WHAT IS BEING ASKED: Pull out every line in the rows below that contains the string "container".

(Point annotation records)
====

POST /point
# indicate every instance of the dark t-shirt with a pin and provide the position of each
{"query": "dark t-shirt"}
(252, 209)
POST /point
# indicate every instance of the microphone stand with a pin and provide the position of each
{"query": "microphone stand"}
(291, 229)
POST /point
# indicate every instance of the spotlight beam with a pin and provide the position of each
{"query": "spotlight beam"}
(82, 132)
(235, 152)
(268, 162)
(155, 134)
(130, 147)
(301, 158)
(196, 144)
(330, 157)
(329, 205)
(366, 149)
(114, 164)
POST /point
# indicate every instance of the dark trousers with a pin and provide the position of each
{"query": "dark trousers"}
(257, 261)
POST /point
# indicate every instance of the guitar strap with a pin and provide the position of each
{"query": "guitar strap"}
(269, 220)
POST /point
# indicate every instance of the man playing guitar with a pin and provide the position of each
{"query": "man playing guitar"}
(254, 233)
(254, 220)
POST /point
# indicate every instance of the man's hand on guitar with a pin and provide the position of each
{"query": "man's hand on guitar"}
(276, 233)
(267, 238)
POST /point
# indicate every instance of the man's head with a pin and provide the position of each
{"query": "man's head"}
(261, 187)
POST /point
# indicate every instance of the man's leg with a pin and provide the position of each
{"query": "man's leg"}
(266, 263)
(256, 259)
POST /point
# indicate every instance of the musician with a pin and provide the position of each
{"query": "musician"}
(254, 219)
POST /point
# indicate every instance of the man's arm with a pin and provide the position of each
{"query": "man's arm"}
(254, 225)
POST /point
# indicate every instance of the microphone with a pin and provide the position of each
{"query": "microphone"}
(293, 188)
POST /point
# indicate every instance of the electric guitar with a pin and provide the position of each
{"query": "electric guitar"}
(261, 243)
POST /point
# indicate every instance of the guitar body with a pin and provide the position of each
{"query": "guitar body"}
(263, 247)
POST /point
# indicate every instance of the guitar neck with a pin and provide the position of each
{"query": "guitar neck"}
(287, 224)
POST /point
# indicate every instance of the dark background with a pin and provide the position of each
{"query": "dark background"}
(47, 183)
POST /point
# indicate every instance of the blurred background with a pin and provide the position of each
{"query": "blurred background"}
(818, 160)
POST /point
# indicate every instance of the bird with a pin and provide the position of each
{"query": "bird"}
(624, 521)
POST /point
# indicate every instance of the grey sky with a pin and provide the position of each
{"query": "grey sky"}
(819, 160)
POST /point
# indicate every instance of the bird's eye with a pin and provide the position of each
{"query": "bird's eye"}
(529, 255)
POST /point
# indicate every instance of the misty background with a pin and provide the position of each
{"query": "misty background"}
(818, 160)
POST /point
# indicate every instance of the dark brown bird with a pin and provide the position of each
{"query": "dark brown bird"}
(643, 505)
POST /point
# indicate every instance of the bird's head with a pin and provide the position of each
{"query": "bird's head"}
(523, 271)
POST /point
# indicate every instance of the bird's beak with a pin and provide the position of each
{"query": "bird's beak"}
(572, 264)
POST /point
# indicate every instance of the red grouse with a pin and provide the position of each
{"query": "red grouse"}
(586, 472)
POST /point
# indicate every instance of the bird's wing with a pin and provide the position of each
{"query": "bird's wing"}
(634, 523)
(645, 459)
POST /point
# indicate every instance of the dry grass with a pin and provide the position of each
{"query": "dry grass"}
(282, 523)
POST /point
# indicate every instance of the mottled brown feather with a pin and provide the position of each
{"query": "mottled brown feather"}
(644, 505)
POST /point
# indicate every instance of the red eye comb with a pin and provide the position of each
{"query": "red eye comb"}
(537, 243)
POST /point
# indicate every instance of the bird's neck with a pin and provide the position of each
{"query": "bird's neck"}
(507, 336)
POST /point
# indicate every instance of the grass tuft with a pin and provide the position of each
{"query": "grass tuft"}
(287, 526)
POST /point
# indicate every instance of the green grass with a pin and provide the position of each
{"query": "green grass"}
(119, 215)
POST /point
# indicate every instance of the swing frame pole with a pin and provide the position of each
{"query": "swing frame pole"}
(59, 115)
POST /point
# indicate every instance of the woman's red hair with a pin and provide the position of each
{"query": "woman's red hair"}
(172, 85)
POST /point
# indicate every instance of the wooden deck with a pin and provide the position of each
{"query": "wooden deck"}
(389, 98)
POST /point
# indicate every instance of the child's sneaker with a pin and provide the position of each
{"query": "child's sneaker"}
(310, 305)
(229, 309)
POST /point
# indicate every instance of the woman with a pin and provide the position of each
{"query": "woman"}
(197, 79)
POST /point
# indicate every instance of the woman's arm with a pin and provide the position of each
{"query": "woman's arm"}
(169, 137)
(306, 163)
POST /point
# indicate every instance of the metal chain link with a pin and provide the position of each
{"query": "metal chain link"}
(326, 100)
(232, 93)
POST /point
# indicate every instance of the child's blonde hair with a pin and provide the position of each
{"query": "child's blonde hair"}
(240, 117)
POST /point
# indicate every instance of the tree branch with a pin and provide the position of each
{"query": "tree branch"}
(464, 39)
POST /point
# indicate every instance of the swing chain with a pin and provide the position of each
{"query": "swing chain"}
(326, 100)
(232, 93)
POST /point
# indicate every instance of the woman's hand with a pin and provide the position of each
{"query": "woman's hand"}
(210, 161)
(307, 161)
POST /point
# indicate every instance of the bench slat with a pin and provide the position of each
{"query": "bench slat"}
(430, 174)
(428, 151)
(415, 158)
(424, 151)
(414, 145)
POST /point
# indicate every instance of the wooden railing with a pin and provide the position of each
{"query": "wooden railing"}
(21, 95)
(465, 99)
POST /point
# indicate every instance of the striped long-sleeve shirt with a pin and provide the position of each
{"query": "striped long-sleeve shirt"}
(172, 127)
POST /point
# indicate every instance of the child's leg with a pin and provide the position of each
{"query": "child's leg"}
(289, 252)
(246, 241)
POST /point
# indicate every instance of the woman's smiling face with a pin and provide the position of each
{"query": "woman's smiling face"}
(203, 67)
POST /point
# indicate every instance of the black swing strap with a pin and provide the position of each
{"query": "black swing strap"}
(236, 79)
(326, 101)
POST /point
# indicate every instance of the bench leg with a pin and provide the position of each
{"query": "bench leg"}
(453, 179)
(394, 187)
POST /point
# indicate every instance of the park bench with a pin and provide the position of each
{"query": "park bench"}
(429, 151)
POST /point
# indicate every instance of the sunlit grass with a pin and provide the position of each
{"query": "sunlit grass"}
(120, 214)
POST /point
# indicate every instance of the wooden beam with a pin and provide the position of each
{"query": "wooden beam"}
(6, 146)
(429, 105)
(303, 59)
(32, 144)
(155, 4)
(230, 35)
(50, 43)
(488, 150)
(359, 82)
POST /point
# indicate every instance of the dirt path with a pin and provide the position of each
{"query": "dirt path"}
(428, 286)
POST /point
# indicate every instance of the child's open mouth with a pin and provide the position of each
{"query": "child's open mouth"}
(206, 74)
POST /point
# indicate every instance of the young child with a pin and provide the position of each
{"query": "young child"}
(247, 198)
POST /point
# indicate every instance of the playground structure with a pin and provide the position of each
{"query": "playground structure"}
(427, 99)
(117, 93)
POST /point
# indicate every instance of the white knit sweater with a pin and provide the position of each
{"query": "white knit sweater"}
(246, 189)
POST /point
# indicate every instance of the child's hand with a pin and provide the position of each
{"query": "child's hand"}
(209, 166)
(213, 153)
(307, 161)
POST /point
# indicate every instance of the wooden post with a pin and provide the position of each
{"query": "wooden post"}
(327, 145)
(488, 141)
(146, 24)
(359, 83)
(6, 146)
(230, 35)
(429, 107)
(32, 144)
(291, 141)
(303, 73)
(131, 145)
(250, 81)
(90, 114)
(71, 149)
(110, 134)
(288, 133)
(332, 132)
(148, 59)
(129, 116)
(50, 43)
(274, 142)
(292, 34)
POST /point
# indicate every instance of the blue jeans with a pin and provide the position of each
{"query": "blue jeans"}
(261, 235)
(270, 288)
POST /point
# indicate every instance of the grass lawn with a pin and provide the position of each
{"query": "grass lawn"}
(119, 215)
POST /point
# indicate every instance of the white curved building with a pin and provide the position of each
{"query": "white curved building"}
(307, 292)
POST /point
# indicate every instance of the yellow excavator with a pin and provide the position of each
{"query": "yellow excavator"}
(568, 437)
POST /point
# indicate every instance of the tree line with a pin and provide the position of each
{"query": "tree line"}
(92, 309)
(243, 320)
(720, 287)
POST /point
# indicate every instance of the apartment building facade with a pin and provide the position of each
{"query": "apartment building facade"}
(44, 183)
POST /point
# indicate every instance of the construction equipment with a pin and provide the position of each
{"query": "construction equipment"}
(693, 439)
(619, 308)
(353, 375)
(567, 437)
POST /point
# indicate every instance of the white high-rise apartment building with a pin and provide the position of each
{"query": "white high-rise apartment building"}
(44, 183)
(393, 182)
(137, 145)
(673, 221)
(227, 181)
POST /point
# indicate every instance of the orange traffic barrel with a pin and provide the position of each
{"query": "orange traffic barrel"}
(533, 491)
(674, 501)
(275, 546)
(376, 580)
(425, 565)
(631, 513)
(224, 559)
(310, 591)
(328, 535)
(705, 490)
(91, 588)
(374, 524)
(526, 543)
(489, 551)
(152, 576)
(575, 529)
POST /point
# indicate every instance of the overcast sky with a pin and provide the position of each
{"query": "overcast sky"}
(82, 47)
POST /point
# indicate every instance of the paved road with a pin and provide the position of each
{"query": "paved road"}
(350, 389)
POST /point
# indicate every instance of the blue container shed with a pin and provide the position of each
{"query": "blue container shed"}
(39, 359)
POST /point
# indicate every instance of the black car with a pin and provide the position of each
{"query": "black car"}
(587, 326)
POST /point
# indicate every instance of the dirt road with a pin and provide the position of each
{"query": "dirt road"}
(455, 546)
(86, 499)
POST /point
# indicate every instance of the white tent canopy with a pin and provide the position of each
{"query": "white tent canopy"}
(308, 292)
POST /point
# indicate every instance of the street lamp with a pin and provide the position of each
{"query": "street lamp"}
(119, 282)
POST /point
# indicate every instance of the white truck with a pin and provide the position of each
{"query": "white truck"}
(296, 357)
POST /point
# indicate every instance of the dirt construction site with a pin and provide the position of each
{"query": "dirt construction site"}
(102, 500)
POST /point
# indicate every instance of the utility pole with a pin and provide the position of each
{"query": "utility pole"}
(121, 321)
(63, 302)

====

OUTPUT OF THE EXERCISE:
# indicate every instance of the blue container shed with a pin and provide the position of each
{"query": "blue container shed"}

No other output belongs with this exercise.